> _PROVIDED RECORDS_:
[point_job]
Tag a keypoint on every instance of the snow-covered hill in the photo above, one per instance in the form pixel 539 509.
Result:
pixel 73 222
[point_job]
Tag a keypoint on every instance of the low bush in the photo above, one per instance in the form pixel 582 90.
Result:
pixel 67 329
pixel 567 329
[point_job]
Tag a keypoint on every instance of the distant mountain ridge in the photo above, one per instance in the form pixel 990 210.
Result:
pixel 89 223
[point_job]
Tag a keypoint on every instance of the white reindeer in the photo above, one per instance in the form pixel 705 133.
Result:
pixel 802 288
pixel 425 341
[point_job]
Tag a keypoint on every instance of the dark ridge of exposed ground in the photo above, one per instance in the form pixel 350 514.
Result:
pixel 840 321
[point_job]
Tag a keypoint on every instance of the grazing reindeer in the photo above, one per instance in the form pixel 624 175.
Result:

> _WHAT IS NEEDED_:
Extract every entry in the listing word for word.

> _RESULT OF THIS EXERCISE_:
[point_job]
Tag a keypoint on every instance of the snow-covered hill in the photo above, one per instance in the form pixel 539 509.
Result:
pixel 73 222
[point_job]
Tag a keypoint on every instance of the low bush in the photo above, one per instance in the form pixel 582 90.
Result:
pixel 67 329
pixel 567 329
[point_job]
Tag a keypoint on every instance of the distant mountain ridge in the photo above, one per instance in the form pixel 990 210.
Result:
pixel 89 223
[point_job]
Tag a keypoint on every instance of the white reindeer in the photo above, one per instance in the form pixel 705 133.
Result:
pixel 802 288
pixel 425 341
[point_job]
Tag a keypoint on every instance of the dark ridge of exposed ground in the photo above, one per instance in the form pixel 350 514.
Result:
pixel 840 321
[point_job]
Tag a keypoint on every instance of the grazing reindeer in the photo above, one per instance in the form pixel 624 175.
Result:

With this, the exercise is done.